Work to be completed> Return every line from the listing where the word "fawn" occurs.
*** Dataset content Section Begins ***
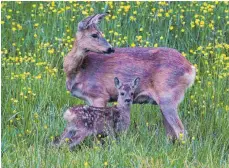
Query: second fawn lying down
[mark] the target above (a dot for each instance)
(83, 120)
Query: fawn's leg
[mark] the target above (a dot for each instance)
(67, 134)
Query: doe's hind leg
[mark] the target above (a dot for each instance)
(171, 120)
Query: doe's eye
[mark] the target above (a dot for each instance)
(94, 35)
*** Dataset content Section Ends ***
Response to the exercise>
Query: second fawn lying down
Query: fawn's leg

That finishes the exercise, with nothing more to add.